What the task asks => Write out the stretch of lines below that begins at the line with "the wooden post?" and ends at the line with "of the cardboard", including both, exactly as given and nothing more.

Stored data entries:
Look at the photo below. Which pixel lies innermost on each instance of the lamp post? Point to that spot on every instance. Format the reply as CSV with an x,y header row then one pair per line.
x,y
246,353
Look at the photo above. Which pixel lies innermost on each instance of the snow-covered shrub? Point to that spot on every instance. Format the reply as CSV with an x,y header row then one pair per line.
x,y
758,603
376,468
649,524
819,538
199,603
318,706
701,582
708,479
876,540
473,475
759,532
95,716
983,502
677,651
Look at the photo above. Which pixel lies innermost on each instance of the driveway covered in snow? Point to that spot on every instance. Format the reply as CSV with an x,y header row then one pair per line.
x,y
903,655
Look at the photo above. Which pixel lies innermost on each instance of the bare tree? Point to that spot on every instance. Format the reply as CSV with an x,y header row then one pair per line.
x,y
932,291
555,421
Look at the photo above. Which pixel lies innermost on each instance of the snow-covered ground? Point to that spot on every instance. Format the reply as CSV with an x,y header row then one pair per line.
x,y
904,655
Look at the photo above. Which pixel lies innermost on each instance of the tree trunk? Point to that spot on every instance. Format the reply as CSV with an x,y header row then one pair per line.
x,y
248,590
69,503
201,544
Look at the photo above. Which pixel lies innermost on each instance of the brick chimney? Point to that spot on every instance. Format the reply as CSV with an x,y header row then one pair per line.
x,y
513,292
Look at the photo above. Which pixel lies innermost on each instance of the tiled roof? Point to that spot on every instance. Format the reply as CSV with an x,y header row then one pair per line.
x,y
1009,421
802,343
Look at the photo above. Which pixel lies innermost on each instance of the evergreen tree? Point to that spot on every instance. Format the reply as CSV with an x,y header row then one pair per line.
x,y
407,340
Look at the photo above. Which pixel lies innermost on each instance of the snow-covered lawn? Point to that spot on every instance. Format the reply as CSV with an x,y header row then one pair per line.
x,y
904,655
...
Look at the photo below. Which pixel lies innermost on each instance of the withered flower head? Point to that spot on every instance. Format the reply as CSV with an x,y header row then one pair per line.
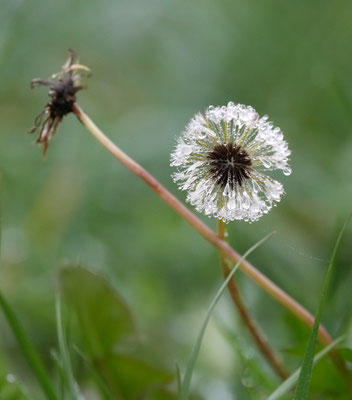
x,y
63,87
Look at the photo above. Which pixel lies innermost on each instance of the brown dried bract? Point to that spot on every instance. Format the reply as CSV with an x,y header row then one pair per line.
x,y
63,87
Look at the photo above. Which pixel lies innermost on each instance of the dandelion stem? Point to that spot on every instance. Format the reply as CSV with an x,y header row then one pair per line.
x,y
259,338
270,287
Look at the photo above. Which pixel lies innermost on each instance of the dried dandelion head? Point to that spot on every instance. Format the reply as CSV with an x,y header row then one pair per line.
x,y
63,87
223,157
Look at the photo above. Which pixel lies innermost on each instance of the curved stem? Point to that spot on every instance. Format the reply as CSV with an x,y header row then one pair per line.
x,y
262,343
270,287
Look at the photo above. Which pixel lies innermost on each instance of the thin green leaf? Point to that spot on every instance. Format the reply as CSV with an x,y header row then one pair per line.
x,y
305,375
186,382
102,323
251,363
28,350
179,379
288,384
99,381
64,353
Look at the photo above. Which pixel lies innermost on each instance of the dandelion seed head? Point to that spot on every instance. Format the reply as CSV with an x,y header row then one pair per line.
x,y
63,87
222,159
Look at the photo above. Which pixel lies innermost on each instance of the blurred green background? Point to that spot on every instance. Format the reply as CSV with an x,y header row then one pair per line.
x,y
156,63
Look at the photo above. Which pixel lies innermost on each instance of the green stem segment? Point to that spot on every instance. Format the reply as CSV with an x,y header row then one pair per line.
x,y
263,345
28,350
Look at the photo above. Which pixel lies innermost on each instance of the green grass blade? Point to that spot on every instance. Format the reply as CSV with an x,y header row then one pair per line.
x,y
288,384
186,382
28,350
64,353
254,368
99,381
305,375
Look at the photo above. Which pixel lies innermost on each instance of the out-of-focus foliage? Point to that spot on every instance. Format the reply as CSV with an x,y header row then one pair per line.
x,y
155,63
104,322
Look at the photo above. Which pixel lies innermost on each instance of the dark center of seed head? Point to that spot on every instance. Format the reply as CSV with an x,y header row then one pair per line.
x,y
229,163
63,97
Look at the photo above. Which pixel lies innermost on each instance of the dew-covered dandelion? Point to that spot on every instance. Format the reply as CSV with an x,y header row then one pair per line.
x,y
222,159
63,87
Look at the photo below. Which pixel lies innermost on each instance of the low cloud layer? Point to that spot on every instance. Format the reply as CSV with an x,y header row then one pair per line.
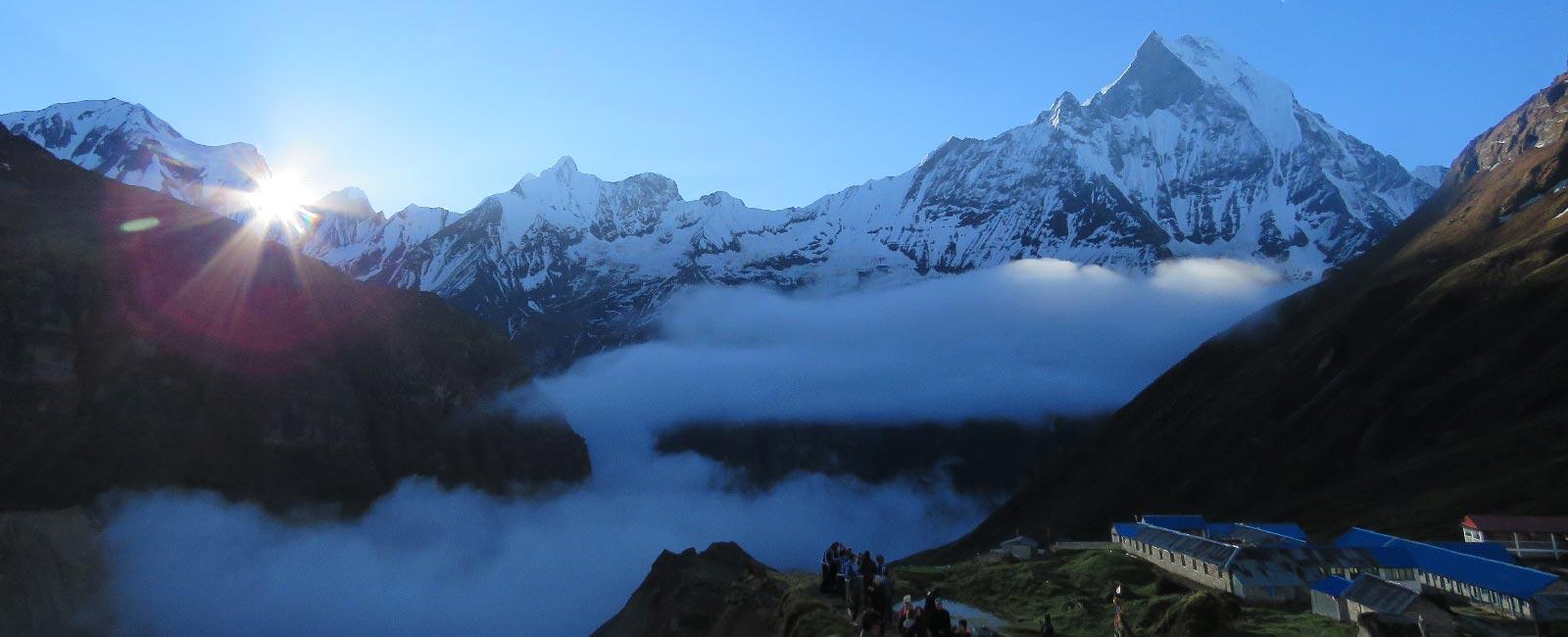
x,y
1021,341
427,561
...
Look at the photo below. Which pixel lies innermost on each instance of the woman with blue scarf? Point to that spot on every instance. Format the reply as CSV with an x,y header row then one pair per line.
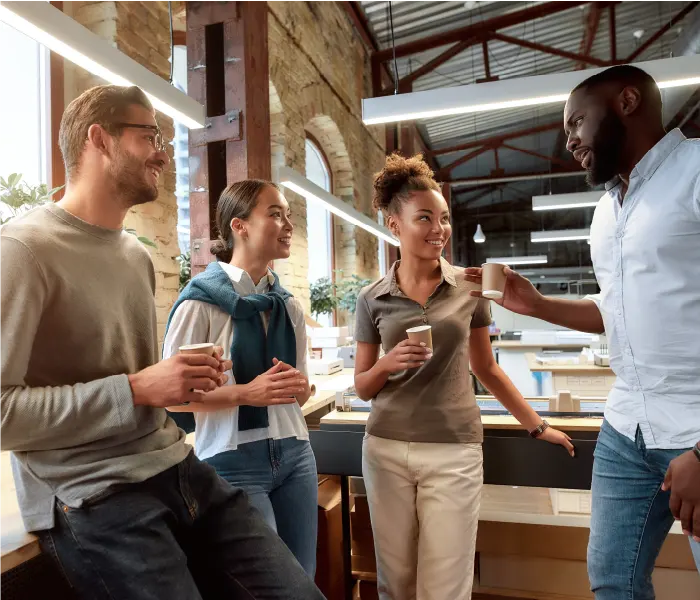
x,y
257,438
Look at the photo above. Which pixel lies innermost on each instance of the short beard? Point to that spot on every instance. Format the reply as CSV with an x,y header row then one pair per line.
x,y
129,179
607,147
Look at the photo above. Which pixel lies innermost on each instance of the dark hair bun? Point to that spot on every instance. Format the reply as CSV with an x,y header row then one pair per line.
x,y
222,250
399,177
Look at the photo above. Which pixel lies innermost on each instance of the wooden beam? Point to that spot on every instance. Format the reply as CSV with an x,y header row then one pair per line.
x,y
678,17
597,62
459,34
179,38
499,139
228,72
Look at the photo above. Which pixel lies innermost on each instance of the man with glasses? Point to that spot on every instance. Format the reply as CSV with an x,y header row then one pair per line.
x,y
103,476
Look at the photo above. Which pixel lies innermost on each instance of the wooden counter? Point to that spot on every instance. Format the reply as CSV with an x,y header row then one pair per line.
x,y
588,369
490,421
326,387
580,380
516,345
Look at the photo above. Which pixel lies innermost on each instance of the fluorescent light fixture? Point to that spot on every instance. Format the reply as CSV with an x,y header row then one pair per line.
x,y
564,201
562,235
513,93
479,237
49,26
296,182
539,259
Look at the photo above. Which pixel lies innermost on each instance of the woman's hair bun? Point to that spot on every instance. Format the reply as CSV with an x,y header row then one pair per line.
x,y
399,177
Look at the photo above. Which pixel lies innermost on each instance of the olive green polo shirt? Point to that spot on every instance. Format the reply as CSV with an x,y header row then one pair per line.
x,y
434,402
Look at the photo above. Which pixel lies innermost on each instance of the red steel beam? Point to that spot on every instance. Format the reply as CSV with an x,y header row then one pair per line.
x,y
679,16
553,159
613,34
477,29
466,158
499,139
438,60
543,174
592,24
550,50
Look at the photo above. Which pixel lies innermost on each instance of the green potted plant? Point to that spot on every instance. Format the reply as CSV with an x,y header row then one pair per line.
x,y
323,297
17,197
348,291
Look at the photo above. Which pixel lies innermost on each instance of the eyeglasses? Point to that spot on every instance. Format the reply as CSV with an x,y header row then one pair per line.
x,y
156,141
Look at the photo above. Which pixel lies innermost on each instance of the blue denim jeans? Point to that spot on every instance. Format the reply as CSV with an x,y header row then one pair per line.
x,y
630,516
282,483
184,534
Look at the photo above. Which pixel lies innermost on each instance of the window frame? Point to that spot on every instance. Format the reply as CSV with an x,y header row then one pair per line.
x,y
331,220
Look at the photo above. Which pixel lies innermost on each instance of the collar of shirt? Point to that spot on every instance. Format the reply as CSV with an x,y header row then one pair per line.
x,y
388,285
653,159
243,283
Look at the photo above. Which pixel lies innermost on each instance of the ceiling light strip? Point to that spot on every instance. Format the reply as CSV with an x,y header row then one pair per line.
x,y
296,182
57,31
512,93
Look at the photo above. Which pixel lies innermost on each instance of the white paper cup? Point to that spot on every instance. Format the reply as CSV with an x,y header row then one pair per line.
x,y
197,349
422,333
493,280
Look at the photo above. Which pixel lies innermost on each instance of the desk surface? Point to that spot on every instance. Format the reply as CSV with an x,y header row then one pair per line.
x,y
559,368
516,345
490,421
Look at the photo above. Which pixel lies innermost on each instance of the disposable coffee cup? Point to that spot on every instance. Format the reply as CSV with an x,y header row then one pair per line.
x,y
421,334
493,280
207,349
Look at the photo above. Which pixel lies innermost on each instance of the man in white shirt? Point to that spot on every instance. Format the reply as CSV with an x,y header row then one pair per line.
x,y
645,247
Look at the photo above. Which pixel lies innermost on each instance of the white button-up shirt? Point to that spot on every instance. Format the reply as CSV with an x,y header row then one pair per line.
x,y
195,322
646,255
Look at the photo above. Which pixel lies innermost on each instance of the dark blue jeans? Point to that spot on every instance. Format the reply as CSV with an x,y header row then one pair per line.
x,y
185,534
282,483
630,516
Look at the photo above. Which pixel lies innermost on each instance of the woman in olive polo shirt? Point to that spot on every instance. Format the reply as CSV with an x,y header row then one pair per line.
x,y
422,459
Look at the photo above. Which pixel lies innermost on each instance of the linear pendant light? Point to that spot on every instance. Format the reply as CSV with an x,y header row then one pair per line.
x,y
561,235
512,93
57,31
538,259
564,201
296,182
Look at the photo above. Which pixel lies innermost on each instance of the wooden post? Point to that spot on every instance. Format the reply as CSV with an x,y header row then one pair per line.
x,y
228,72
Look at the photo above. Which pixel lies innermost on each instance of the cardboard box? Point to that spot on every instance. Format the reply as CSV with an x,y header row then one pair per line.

Response to the exercise =>
Look at the photo above. Which pixel lies innermost on each instance of the wooden post? Point to that spot on every instance. Format the reply as CSV with an x,y header row then one pair per line.
x,y
228,72
Look at the photo above. Which pixel lies innermost on each instance of the cardboard box? Point to that spot on every instance. Format the reply as CSV with an x,y header row then one pair per line.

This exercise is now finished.